┌──

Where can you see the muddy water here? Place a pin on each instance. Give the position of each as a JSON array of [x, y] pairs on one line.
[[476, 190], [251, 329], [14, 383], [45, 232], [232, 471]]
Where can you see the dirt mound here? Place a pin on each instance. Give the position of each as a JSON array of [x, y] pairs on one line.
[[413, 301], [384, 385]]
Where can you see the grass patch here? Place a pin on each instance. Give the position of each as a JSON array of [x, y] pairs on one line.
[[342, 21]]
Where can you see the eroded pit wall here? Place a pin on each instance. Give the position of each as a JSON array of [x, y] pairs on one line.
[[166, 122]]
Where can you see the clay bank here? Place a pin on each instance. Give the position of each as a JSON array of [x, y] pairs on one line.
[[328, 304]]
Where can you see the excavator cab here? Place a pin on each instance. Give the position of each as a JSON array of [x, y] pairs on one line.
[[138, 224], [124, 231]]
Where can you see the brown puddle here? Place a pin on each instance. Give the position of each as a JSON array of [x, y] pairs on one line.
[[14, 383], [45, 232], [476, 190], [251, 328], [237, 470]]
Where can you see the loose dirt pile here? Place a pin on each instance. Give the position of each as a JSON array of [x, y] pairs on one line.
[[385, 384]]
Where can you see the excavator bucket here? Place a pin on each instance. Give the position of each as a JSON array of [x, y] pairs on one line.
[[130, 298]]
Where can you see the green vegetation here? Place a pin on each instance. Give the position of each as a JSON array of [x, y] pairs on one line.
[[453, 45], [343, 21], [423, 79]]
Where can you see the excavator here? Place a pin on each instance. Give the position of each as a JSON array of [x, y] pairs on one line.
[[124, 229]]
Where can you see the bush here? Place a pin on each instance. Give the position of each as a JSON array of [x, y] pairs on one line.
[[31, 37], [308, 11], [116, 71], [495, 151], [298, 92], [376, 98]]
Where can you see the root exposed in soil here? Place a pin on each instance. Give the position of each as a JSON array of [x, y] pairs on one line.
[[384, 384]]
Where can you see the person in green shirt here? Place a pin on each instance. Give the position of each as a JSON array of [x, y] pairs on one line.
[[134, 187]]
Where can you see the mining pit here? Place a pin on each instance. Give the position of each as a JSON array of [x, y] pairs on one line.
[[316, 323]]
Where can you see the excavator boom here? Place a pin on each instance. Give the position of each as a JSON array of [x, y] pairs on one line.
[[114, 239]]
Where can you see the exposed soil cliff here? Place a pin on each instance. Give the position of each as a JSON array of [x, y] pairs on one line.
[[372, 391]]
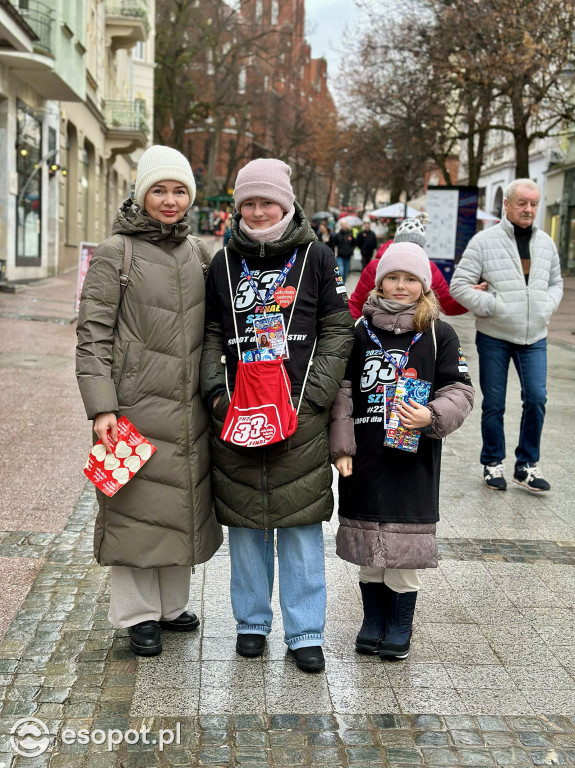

└──

* [What is being asked]:
Set down exactly, with no additions, each line from the line that includes "Where can you see the clay" to the final line of the entries above; leave pictures out.

* [Reply]:
Where can you see the clay bank here? Place a pin on each instance. Give the position of each as a JSON array of [x, y] pairs on one line.
[[328, 304]]
Where can you see the excavator cab here? Place a pin on each instance. Give the position of each as a JSON array of [x, y] pairs on one line.
[[138, 224], [124, 231]]
Where can you see the brown puddle here? Place a pin on each instance. Give the position of each as a JSON array of [x, y] pairs on one line.
[[14, 383], [45, 232], [476, 190], [251, 328], [237, 470]]
Where can you see the loose dirt pile here? Place a pin on each instance. Give the position of each as a JSON array of [x, y] pairs on one line.
[[385, 384]]
Where can you see the excavator bucket here? Place a pin on each instance. Give the position of each as a JSON array of [x, y] pairs on one line.
[[130, 298]]
Where can you see the green vegetation here? Place a pin on each instance. Give the position of each as a JSON array of [x, y] pairs on one line.
[[453, 45], [343, 21], [423, 79]]
Where can you see the excavator here? Place a pin on each instance. Give the position of each as a JSON array of [x, y] pairs on one line.
[[124, 229]]
Where can you see the bush here? Place a pin on each instance. Give the position of each as a JSON array of [x, y] pairs on one line.
[[31, 37], [308, 11], [116, 71], [495, 151], [298, 92], [376, 98]]
Where can you see the root exposed in soil here? Place a pin on each instance. Give the position of each as a JSON array of [x, y] pairs on one line.
[[384, 384]]
Where can you see the person in green shirt here? Place a pin on each instance. Give the position of each as a JSON array of [x, y] pairs on one line.
[[134, 187]]
Where can you see the mining pit here? Place a pin on each instance. Give the position of each as a JSON array of [x, y] pairs on one line.
[[316, 323]]
Where can you see the excavator boom here? Place a pin on each instance. Give the position of each as a JSON array of [x, y] pairs on one line.
[[114, 239]]
Where can you see the exposed soil cliff here? Place a pin on each instance. Give the position of each as a JSON array of [x, y] pairs on one line.
[[372, 391]]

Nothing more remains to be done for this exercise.